Output exactly the lines from the line with "Query: woman's face" through the end of the records below. Include nothing else.

*** Opening of Data to examine ***

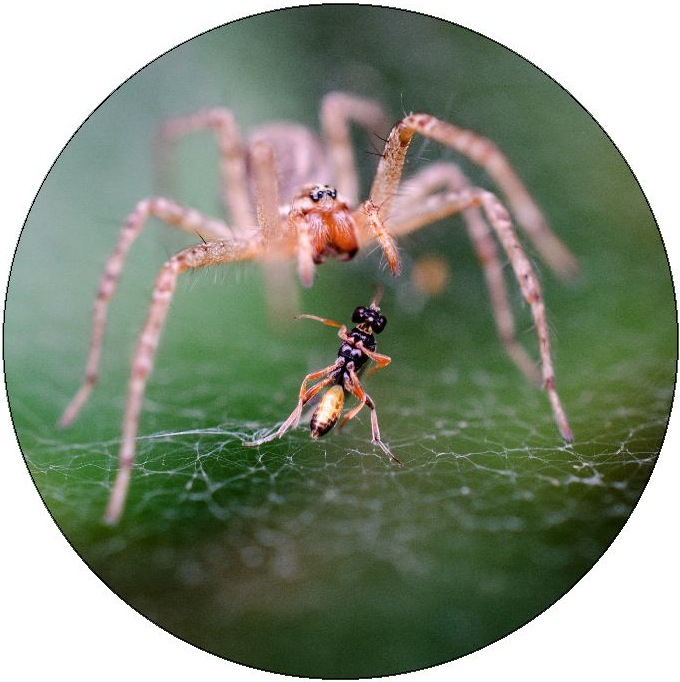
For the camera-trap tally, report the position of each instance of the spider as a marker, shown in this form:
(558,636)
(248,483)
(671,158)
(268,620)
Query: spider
(357,347)
(293,195)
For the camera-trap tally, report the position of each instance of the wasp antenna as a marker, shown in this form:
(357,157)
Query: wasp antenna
(376,298)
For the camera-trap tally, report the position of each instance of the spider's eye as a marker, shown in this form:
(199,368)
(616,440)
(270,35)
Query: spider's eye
(319,192)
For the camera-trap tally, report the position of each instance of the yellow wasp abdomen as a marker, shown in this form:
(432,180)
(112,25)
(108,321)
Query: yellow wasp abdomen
(328,411)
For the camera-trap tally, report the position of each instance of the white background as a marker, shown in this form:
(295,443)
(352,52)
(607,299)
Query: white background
(60,60)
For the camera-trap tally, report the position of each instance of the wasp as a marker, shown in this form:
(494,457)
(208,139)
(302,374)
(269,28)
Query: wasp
(342,378)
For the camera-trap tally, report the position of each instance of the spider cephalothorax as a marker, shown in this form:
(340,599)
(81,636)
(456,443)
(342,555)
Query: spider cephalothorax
(302,193)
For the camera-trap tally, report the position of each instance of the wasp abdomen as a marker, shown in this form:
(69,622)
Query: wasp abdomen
(328,411)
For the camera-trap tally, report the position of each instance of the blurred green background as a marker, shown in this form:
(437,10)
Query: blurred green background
(320,558)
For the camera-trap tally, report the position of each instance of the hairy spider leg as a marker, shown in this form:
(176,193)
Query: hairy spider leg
(338,109)
(232,159)
(175,215)
(440,206)
(417,205)
(353,385)
(489,157)
(198,256)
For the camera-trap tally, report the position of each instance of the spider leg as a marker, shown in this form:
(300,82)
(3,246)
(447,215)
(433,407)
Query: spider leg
(330,323)
(337,110)
(483,152)
(418,205)
(194,257)
(353,386)
(499,219)
(372,224)
(326,376)
(173,214)
(233,169)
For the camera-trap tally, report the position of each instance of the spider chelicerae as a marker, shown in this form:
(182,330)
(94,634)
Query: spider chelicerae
(292,194)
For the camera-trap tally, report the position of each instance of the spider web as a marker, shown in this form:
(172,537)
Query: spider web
(184,470)
(490,520)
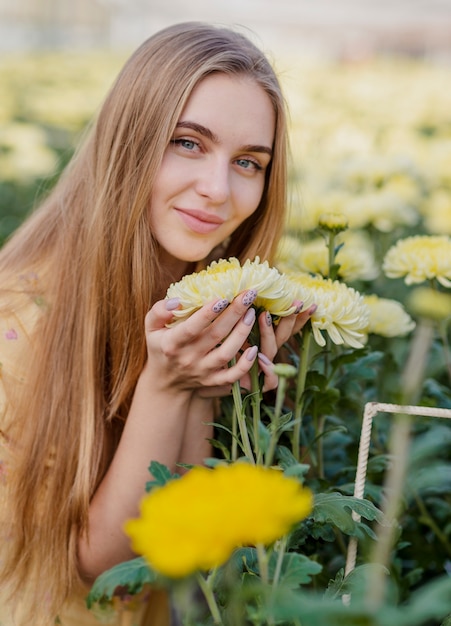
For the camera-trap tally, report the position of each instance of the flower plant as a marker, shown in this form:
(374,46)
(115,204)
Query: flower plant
(374,163)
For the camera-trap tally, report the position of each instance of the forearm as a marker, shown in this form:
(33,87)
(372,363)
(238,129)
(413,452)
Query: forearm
(154,430)
(196,446)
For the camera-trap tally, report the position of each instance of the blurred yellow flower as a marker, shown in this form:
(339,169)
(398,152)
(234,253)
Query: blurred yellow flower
(356,257)
(437,212)
(195,522)
(388,318)
(333,222)
(420,258)
(430,303)
(341,311)
(226,279)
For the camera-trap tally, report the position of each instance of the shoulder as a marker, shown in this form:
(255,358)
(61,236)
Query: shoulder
(22,305)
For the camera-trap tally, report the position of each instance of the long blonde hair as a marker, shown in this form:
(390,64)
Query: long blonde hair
(99,258)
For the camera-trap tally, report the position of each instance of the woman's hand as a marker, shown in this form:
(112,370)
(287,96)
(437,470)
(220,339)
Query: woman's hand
(272,339)
(197,352)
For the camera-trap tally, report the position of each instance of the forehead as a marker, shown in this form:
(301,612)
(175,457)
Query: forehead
(232,104)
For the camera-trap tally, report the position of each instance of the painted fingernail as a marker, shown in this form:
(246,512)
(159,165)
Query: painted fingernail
(312,309)
(249,317)
(298,304)
(264,359)
(172,304)
(249,297)
(251,353)
(220,305)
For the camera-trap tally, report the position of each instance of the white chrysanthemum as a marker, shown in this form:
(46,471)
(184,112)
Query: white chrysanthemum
(420,258)
(226,279)
(356,257)
(388,318)
(341,311)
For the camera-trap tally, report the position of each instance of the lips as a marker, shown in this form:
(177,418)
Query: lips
(200,221)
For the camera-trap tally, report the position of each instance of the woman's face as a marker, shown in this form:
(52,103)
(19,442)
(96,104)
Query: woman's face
(213,171)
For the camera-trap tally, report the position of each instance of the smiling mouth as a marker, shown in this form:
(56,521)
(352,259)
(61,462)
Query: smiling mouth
(199,221)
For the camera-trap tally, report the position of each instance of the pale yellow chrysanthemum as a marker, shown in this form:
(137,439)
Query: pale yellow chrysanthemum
(333,222)
(437,213)
(341,311)
(356,257)
(382,209)
(226,279)
(420,258)
(388,318)
(430,303)
(223,508)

*** Close of Data to examine ***

▸ Result of this exercise
Query: woman's face
(213,171)
For the camera-trap tally, report the position of each instance of the smiling mouth as a marker, shown in this form:
(56,521)
(352,259)
(61,462)
Query: smiling mouth
(199,221)
For the camera-trap tally, report the position of each instance of the pale yellow chrysanthemum as a marker, shown in this form:
(137,439)
Query: pale yellow chrysanthemum
(333,222)
(437,213)
(341,311)
(356,257)
(382,209)
(226,279)
(420,258)
(388,318)
(430,303)
(223,508)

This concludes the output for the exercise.